┌─ Record excerpts

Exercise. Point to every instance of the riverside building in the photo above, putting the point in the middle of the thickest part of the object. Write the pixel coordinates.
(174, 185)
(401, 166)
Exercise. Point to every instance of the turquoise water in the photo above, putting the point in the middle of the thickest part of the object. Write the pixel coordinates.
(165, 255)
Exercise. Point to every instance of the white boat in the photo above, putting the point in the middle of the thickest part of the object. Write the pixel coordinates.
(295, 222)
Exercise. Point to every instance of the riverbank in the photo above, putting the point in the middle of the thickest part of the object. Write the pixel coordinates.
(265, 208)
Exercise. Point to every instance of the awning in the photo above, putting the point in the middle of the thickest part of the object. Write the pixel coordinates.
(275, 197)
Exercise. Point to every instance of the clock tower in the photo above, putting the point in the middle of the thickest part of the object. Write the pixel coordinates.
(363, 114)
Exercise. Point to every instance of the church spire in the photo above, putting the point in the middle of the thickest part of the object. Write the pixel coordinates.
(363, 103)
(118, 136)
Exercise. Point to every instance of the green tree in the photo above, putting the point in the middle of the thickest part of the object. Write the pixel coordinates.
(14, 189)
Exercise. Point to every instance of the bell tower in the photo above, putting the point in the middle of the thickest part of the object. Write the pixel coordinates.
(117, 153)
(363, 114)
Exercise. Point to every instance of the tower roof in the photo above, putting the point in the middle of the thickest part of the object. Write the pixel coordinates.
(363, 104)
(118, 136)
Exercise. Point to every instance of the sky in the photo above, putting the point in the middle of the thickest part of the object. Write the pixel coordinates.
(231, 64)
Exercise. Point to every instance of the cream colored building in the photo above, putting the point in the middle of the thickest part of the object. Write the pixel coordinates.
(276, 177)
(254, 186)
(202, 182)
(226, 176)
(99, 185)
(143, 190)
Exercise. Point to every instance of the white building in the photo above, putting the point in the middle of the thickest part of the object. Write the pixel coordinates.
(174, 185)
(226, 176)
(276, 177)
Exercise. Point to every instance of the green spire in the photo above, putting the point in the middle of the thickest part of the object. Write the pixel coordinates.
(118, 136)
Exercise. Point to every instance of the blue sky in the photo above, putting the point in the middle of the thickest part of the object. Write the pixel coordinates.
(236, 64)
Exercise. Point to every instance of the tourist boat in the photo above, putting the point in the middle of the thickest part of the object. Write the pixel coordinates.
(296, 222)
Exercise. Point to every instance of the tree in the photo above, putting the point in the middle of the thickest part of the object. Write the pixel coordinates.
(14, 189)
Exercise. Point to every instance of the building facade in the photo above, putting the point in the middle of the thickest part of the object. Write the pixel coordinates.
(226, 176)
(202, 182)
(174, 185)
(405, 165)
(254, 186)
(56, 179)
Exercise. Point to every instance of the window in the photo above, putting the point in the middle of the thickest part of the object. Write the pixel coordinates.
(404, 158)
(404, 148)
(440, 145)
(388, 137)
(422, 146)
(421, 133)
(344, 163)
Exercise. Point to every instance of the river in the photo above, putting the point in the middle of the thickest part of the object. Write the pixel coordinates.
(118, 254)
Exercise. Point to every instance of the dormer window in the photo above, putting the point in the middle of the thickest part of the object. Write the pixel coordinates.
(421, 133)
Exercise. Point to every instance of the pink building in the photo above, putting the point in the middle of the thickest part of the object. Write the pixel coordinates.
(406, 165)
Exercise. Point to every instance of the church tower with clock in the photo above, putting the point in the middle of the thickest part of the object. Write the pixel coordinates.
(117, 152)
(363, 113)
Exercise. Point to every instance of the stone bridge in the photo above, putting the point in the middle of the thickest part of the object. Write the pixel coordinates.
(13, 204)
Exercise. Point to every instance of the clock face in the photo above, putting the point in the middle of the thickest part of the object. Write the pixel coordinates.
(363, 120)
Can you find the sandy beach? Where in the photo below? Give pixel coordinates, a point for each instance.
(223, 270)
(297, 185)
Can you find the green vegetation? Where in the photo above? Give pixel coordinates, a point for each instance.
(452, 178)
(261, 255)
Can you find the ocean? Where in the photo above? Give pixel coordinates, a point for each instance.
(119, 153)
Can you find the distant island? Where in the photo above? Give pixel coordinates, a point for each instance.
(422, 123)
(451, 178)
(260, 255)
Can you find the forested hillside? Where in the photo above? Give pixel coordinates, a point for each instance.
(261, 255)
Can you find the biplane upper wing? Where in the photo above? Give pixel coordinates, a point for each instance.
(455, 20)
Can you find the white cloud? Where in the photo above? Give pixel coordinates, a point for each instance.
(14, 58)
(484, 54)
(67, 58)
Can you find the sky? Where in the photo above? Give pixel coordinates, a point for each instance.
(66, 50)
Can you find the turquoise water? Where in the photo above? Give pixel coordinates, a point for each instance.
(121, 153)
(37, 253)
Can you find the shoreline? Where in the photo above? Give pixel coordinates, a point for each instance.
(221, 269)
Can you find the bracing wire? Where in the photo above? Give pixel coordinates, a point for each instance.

└─

Your objective: Without leaving anything out, quote all the data.

Answer to this task:
Exercise. Point to every instance of the riverside building in the photo above, putting the point in the middle of the thickest part of the object. Write the pixel coordinates.
(174, 185)
(401, 166)
Exercise. Point to every instance of the turquoise water in the photo above, putting the point in the middle of the thickest part of the object. Write the pixel coordinates.
(165, 255)
Exercise. Point to every instance of the white boat in the photo above, putting the point in the middle of the thickest part of the object. Write the pixel coordinates.
(295, 222)
Exercise. Point to every instance of the riverbank in the photo above, putting the point in the middle of the thickest part of the object. Write the pixel coordinates.
(265, 208)
Exercise. Point to every instance of the awning in the photo above, putting the point in the middle of the thickest part of the object. Write the pixel coordinates.
(275, 197)
Exercise. Point to every instance of the clock tower in the photo above, putting the point in the middle of the thickest part of the object. Write the pixel coordinates.
(363, 114)
Exercise. Point to every instance of the church spire in the photo above, putting the point in the middle of the thickest part of the object. Write the pixel coordinates.
(363, 103)
(118, 136)
Exercise. Point to every instance of the green tree in the photo above, putting the point in the middle of the thickest part of the object. Write the pixel coordinates.
(14, 189)
Exercise. Point to every instance of the bell tower in the photo above, putting the point in the middle of the thickest part of the object. Write the pixel coordinates.
(117, 153)
(363, 114)
Exercise. Point to every instance of the tower roof in the photo above, putting the point in the middle of the thickest part of the object. Write the pixel coordinates.
(363, 104)
(118, 136)
Exercise. Point to every instance of the sky in the photo above, putting the point in the middle of the thickest part of the object. Write the pixel coordinates.
(231, 64)
Exercise. Point to every instance of the cream colored building in the photo above, putting the point in the middle of the thickest part of the object. Write the pixel coordinates.
(276, 177)
(254, 186)
(202, 182)
(226, 176)
(99, 185)
(143, 190)
Exercise. Point to every instance of the white building in the photo above, putting the point in the middle of the thickest part of the object. Write the pixel coordinates.
(174, 185)
(226, 176)
(276, 177)
Exercise. Point to every instance of the green spire in the photo above, putting the point in the middle of the thickest part of the object. Write the pixel coordinates.
(118, 136)
Exercise. Point to every instance of the blue sky in the photo above, putting the point in the middle of the thickest part of the object. Write the pixel coordinates.
(236, 64)
Exercise. Point to every instance of the tourist boat in the photo above, putting the point in the middle of the thickest part of the object. Write the pixel coordinates.
(296, 222)
Exercise. Point to every instance of the tree in the photo above, putting the point in the middle of the thickest part of the object. Write the pixel coordinates.
(14, 189)
Exercise. Point to every instance of the building facade in the photo above, putting the point in the middle of the thickest part of the object. Write the pixel coordinates.
(226, 176)
(202, 182)
(174, 185)
(405, 165)
(254, 186)
(56, 179)
Exercise. Point to every instance of the window in the photo above, putting the point in the middle of the thickest part of the object. Write the pixel coordinates.
(404, 158)
(404, 148)
(440, 145)
(388, 137)
(422, 146)
(421, 133)
(344, 163)
Exercise. Point to every instance of the river in the photo above, putting the point in the middle of the thickest part of the object. Write the pixel coordinates.
(118, 254)
Exercise. Point to every instance of the dormer window in the photo above, putting the point in the middle of the thickest part of the object. Write the pixel coordinates.
(421, 133)
Exercise. Point to every instance of the pink building in the photo above, putting the point in the middle of the thickest part of the object. Write the pixel coordinates.
(406, 165)
Exercise. Point to every instance of the church tower with clock in the photo above, putting the point in the middle of the thickest part of the object. Write the pixel coordinates.
(117, 152)
(363, 113)
Exercise. Point to every instance of the stone bridge in the photo above, putting the point in the middle of the thickest part of the object. Write the pixel coordinates.
(13, 204)
Exercise. Point to every instance of the clock face in the photo above, putting the point in the middle of the thickest part of the object. Write the pixel coordinates.
(363, 120)
Can you find the sandy beach? Where in the photo below? Give pixel coordinates, a point for each instance.
(223, 270)
(297, 185)
Can you find the green vegetation? Where in the photo above? Give pixel coordinates, a point for each instance.
(452, 178)
(261, 255)
Can you find the ocean? Where in the photo above? Give pixel coordinates, a point for each instance.
(119, 153)
Can you find the distant island? Where in the photo above? Give pixel coordinates, a point for each instance.
(422, 123)
(451, 178)
(260, 255)
Can you find the forested hillside? Where in the photo above? Give pixel coordinates, a point for each instance.
(261, 255)
Can you find the biplane upper wing? Where in the photo above? Give pixel coordinates, a point for each instance.
(455, 20)
Can you find the white cloud? Where in the photo above? Give pixel coordinates, a point for each instance.
(14, 58)
(484, 54)
(67, 58)
Can you find the sky? Where in the photo above? Give pixel coordinates, a point for each instance.
(66, 50)
Can you find the turquoise water? Where in the photo above? Give pixel coordinates, a point for each instance.
(121, 153)
(37, 253)
Can you find the shoreline? Where in the photo above? Give pixel coordinates, a point for each instance.
(221, 269)
Can you find the bracing wire? Where in the photo above? Give pixel coordinates, a point for each instance.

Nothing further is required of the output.